The task: Reproduce word for word the portion of the starship project text that begins at the words "One issue that" and stops after the words "their home planet.".

BEGIN Supplied text

One issue that was pointed out by several speakers was the anticipated singularity, the hypothetical future emergence of greater-than-human intelligence through technological means. Where might the evolution of the human species lead us over the course of 100 years? Will we be hybrids of humans and machines? Or might machines be smarter than we will be at that time? And as for the travelers on the starship, they would certainly develop a culture of their own, one that would be disjointed from Earth, given the time-delayed communications with their home planet.
On the upside, any discovered solutions to the many challenges for the 100-Year Starship Project—from the problem of extreme sustainability and long-distance communication to propulsion and radiation—would also be useful for many other space missions and applications on Earth. But how can we make the 100-Year Starship Project happen? The organization leading the endeavor would have to remain viable and efficient throughout many generations, and it would be overseen by many different people, some with stronger, some with weaker leadership qualities. Stewart Brand compared the task to building cathedrals in Europe during the Middle Ages, which took many generations to complete. Organizational parallels can be drawn with the Catholic Church and the British East India Trading Company, which also provide some clues as to how to finance an endeavor of such magnitude. One interesting suggestion was to issue bonds to the government, which would only be redeemable by the government when the 100-Year Starship Project has begun.
Even if only a significant subset of the population contributed a small amount of money to the project, it would add up to a large amount given the enormous stretch of time to finish the project. It would be crucial to keep the public excitement for space exploration high while the project was in progress. Harry Kloos emphasized how important it would be to communicate the vision and employ as many concepts and means as possible to inspire the public; from storytellers to movie makers and from utilizing computer games to documentaries. The layperson would have to feel a certain enthusiasm to be part of that vision, and people would need to feel personally connected to the 100-Year Starship Project for it to be realized.

END Supplied text
BEGIN Given entries

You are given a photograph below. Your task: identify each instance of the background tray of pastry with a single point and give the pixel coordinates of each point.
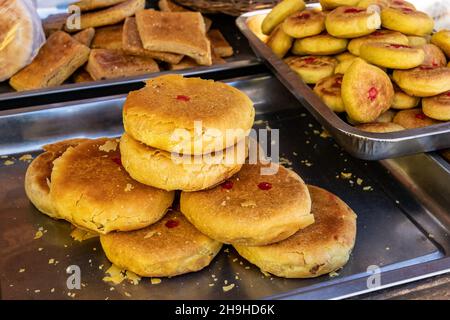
(402, 211)
(240, 57)
(360, 144)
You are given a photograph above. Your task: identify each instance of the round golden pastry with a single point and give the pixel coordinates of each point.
(386, 36)
(320, 248)
(433, 56)
(320, 45)
(91, 189)
(329, 90)
(170, 247)
(407, 21)
(402, 100)
(437, 107)
(367, 91)
(413, 118)
(423, 81)
(312, 68)
(163, 170)
(251, 208)
(367, 3)
(380, 127)
(280, 42)
(188, 115)
(393, 56)
(37, 177)
(442, 40)
(415, 41)
(304, 24)
(280, 12)
(333, 4)
(352, 22)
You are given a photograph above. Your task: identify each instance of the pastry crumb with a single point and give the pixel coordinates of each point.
(228, 287)
(110, 145)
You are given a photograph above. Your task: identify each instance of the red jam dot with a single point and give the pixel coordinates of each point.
(228, 185)
(265, 185)
(420, 116)
(353, 10)
(183, 98)
(373, 93)
(117, 160)
(310, 59)
(172, 223)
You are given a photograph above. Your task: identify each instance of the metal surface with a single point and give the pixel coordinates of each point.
(395, 232)
(243, 57)
(361, 144)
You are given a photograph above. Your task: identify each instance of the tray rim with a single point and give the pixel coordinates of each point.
(318, 109)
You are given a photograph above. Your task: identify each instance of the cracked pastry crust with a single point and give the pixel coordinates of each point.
(169, 106)
(168, 248)
(60, 56)
(178, 32)
(244, 211)
(318, 249)
(157, 168)
(110, 64)
(108, 16)
(91, 189)
(37, 177)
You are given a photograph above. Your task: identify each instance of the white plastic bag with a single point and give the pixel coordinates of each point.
(21, 35)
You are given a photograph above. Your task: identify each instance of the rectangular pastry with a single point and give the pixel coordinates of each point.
(108, 16)
(132, 44)
(177, 32)
(109, 37)
(109, 64)
(219, 44)
(60, 56)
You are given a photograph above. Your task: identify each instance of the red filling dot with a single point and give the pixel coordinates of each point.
(373, 93)
(227, 185)
(117, 160)
(397, 46)
(310, 59)
(183, 98)
(265, 185)
(421, 116)
(172, 223)
(353, 10)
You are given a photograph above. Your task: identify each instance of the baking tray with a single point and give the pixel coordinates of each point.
(360, 144)
(406, 237)
(242, 58)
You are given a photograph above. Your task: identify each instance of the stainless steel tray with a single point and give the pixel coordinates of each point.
(403, 223)
(243, 57)
(363, 145)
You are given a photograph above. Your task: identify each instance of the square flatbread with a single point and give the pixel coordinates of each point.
(85, 36)
(132, 44)
(60, 56)
(110, 64)
(88, 5)
(169, 6)
(177, 32)
(219, 44)
(108, 16)
(109, 37)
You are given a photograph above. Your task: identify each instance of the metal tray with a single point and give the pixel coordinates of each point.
(406, 238)
(243, 57)
(361, 144)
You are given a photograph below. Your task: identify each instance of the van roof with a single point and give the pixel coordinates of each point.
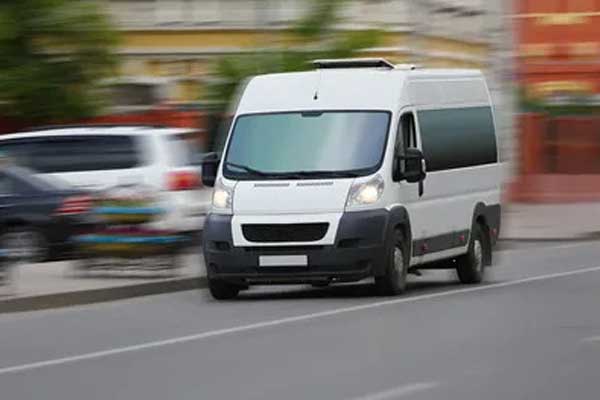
(68, 130)
(338, 88)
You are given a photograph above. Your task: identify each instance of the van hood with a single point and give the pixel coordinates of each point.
(290, 197)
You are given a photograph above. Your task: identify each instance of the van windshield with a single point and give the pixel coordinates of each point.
(304, 145)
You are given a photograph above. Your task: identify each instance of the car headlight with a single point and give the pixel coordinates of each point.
(365, 193)
(222, 197)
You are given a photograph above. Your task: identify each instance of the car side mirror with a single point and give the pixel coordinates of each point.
(210, 166)
(414, 166)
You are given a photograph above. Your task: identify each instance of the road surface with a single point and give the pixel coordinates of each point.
(531, 332)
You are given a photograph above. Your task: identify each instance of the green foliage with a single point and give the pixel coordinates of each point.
(54, 52)
(313, 37)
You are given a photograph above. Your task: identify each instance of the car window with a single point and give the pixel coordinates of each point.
(184, 152)
(73, 153)
(6, 186)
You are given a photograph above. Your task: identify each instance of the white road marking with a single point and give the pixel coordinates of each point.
(402, 391)
(542, 246)
(594, 339)
(282, 321)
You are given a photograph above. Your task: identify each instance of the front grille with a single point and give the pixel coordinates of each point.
(278, 233)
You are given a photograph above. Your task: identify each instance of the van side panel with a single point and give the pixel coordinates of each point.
(457, 135)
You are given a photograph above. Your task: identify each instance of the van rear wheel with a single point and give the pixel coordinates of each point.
(394, 281)
(471, 266)
(221, 290)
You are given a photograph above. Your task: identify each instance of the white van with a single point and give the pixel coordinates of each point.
(98, 157)
(358, 169)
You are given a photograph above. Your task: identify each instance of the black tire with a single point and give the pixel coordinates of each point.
(471, 267)
(222, 290)
(393, 283)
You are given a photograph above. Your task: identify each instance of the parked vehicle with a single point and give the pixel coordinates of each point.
(359, 169)
(95, 158)
(38, 216)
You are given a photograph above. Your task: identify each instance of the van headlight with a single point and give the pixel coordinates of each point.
(222, 198)
(365, 193)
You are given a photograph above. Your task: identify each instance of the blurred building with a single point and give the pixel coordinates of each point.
(169, 45)
(558, 68)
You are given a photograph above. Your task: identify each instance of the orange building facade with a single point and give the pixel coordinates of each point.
(558, 63)
(558, 47)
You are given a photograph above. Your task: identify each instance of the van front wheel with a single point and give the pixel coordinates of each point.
(471, 266)
(222, 290)
(394, 281)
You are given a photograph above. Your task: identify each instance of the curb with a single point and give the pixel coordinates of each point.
(69, 299)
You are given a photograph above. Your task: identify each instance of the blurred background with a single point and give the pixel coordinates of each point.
(179, 62)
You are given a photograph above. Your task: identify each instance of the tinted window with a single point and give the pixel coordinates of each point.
(6, 186)
(457, 138)
(73, 153)
(344, 141)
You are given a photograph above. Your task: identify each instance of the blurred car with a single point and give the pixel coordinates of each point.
(38, 216)
(98, 157)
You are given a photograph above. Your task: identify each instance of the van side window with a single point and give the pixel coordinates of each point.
(458, 137)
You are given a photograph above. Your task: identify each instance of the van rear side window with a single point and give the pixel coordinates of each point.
(75, 153)
(458, 137)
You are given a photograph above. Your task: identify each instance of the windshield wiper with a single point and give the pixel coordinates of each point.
(321, 174)
(247, 169)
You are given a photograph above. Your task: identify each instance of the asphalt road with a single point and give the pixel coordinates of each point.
(531, 332)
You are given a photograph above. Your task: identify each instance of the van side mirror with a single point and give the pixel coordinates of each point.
(414, 166)
(210, 166)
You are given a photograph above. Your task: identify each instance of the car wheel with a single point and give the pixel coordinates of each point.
(25, 243)
(221, 290)
(394, 281)
(471, 266)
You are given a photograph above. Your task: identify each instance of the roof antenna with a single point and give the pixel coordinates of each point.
(316, 96)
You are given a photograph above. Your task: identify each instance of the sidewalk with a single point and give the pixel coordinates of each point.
(572, 221)
(52, 285)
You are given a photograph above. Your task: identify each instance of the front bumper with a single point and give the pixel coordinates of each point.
(358, 252)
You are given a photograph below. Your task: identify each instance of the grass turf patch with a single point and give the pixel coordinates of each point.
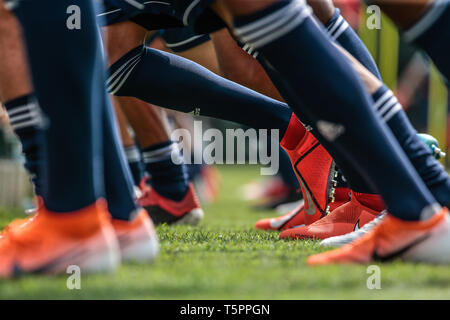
(225, 258)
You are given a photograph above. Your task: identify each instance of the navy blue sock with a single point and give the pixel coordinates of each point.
(317, 80)
(340, 31)
(118, 178)
(135, 163)
(355, 180)
(168, 174)
(420, 155)
(180, 84)
(27, 121)
(67, 69)
(432, 34)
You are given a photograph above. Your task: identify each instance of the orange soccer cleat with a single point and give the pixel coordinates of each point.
(50, 242)
(137, 238)
(416, 241)
(163, 210)
(314, 168)
(346, 218)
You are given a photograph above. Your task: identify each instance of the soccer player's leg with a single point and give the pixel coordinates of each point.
(133, 228)
(132, 151)
(16, 94)
(73, 225)
(171, 198)
(233, 58)
(281, 49)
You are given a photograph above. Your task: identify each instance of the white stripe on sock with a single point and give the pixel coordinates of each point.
(275, 34)
(269, 19)
(387, 95)
(386, 106)
(397, 107)
(113, 89)
(119, 71)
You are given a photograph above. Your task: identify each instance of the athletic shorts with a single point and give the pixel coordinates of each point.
(164, 14)
(182, 39)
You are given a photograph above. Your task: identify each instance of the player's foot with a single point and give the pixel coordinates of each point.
(296, 217)
(162, 210)
(415, 241)
(137, 238)
(314, 168)
(346, 218)
(339, 241)
(50, 242)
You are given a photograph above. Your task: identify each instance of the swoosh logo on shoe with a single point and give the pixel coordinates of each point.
(356, 228)
(311, 210)
(398, 253)
(276, 223)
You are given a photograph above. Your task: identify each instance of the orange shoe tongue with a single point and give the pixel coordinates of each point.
(372, 201)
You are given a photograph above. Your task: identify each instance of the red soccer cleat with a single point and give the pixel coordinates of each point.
(346, 218)
(416, 241)
(296, 217)
(51, 242)
(314, 168)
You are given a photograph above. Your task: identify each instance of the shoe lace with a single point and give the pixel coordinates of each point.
(369, 226)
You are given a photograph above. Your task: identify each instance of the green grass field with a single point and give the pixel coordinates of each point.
(225, 258)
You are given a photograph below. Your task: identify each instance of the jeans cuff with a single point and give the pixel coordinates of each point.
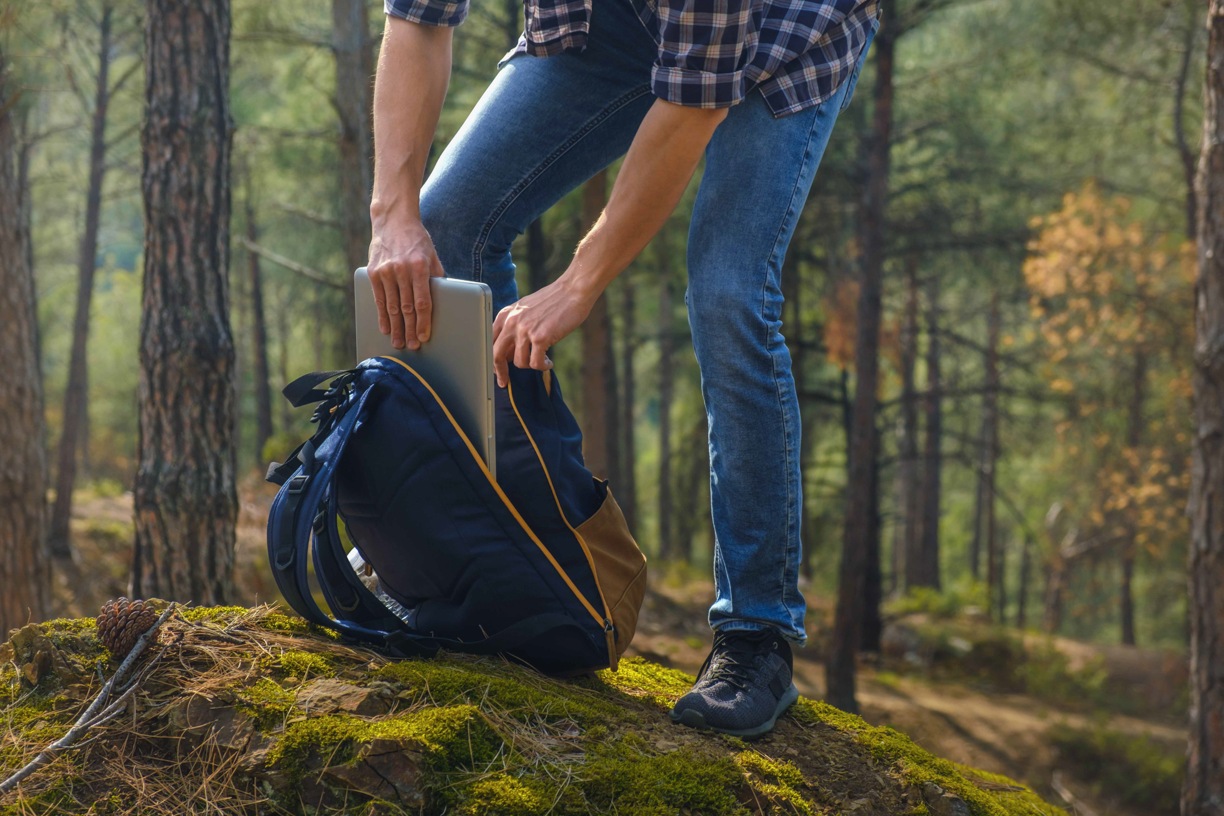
(794, 639)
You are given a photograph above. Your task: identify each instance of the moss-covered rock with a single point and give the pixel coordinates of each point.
(261, 712)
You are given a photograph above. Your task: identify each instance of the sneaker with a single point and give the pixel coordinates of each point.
(743, 686)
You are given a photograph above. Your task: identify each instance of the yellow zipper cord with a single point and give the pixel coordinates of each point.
(582, 542)
(484, 467)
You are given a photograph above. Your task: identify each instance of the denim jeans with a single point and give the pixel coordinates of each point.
(544, 127)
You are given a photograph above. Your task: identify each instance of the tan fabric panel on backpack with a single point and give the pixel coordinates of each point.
(619, 568)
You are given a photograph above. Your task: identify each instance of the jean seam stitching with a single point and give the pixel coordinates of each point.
(777, 388)
(552, 158)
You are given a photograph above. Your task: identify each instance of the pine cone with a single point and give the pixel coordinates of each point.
(121, 623)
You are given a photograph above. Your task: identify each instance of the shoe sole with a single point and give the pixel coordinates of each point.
(694, 718)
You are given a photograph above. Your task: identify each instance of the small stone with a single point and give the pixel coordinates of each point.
(331, 695)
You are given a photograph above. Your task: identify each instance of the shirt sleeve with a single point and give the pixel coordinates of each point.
(704, 49)
(427, 12)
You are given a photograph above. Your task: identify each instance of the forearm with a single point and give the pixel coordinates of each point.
(414, 70)
(659, 166)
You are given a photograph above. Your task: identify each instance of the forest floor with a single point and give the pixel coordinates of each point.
(1064, 735)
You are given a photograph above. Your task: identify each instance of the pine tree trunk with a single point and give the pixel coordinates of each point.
(185, 497)
(840, 669)
(628, 491)
(1203, 792)
(350, 43)
(908, 505)
(873, 623)
(76, 394)
(989, 454)
(923, 569)
(1134, 439)
(600, 448)
(258, 332)
(25, 560)
(666, 388)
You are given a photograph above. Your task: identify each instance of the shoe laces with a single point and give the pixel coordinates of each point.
(733, 658)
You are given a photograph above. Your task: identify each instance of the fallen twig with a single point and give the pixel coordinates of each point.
(92, 715)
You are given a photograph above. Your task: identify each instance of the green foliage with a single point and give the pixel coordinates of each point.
(1126, 767)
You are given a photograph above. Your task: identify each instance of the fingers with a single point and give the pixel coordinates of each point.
(503, 349)
(387, 297)
(540, 357)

END Given entries

Response to the exercise:
One issue that was pointed out by several speakers was the anticipated singularity, the hypothetical future emergence of greater-than-human intelligence through technological means. Where might the evolution of the human species lead us over the course of 100 years? Will we be hybrids of humans and machines? Or might machines be smarter than we will be at that time? And as for the travelers on the starship, they would certainly develop a culture of their own, one that would be disjointed from Earth, given the time-delayed communications with their home planet.